# Provided material
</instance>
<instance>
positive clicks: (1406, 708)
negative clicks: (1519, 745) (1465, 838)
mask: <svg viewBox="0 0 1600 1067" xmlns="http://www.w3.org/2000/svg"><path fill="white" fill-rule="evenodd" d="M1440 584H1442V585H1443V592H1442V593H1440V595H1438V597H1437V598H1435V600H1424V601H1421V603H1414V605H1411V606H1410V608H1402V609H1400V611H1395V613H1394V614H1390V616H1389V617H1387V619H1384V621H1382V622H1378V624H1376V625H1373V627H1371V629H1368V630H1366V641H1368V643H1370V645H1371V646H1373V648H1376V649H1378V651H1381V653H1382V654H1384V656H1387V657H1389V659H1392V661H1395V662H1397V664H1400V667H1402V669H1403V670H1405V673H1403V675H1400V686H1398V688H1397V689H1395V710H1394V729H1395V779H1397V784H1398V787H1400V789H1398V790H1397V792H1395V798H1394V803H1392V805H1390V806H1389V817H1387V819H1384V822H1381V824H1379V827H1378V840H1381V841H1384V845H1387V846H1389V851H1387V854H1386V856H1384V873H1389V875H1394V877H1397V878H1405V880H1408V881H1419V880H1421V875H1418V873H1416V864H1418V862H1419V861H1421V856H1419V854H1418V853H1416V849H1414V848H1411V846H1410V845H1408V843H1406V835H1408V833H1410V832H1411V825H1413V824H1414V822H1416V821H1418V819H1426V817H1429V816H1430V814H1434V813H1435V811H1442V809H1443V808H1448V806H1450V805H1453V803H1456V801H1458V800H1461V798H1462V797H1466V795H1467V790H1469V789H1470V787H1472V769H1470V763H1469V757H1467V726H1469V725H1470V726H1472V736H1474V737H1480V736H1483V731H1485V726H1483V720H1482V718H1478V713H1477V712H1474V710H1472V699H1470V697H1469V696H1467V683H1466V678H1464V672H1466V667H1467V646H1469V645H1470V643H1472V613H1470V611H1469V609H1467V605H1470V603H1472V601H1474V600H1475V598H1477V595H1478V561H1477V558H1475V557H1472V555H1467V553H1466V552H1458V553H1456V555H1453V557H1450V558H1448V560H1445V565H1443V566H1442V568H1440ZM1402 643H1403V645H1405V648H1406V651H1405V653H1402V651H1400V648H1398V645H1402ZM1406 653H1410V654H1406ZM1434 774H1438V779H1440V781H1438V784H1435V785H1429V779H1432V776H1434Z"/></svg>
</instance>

# Job item
Update the rows above by replacing "negative clicks" with "excluded clicks", leaving everything else unchanged.

# Output of the task
</instance>
<instance>
positive clicks: (1406, 708)
excluded clicks: (1519, 745) (1465, 838)
mask: <svg viewBox="0 0 1600 1067" xmlns="http://www.w3.org/2000/svg"><path fill="white" fill-rule="evenodd" d="M1440 584H1442V585H1443V592H1442V593H1440V595H1438V597H1437V598H1435V600H1424V601H1421V603H1414V605H1411V606H1410V608H1402V609H1400V611H1395V613H1394V614H1390V616H1389V617H1387V619H1384V621H1382V622H1378V624H1376V625H1373V627H1371V629H1368V630H1366V641H1368V643H1370V645H1371V646H1373V648H1376V649H1378V651H1381V653H1382V654H1384V656H1387V657H1389V659H1392V661H1395V662H1397V664H1400V667H1402V669H1403V670H1405V673H1403V675H1400V686H1398V688H1397V689H1395V710H1394V729H1395V779H1397V784H1398V787H1400V789H1398V790H1397V792H1395V798H1394V803H1392V805H1390V806H1389V817H1387V819H1384V822H1381V824H1379V827H1378V840H1381V841H1384V845H1387V846H1389V851H1387V854H1386V856H1384V873H1389V875H1394V877H1397V878H1405V880H1408V881H1419V880H1421V875H1418V873H1416V864H1418V862H1419V861H1421V856H1419V854H1418V853H1416V849H1414V848H1411V846H1410V845H1408V843H1406V835H1408V833H1410V832H1411V825H1413V824H1414V822H1416V821H1418V819H1426V817H1429V816H1430V814H1434V813H1435V811H1442V809H1443V808H1448V806H1450V805H1453V803H1456V801H1458V800H1461V798H1462V797H1466V795H1467V790H1469V789H1470V787H1472V769H1470V763H1469V757H1467V726H1469V725H1470V726H1472V736H1474V737H1480V736H1483V731H1485V726H1483V720H1482V718H1478V713H1477V712H1474V710H1472V699H1470V697H1469V696H1467V683H1466V678H1464V672H1466V667H1467V646H1469V645H1470V643H1472V613H1470V611H1469V609H1467V605H1470V603H1472V601H1474V600H1475V598H1477V595H1478V561H1477V558H1475V557H1472V555H1467V553H1466V552H1458V553H1456V555H1453V557H1450V558H1448V560H1445V565H1443V566H1442V568H1440ZM1402 643H1403V645H1405V648H1406V651H1405V653H1402V651H1400V648H1398V645H1402ZM1406 653H1410V654H1406ZM1434 774H1438V779H1440V781H1438V784H1435V785H1429V779H1432V776H1434Z"/></svg>
</instance>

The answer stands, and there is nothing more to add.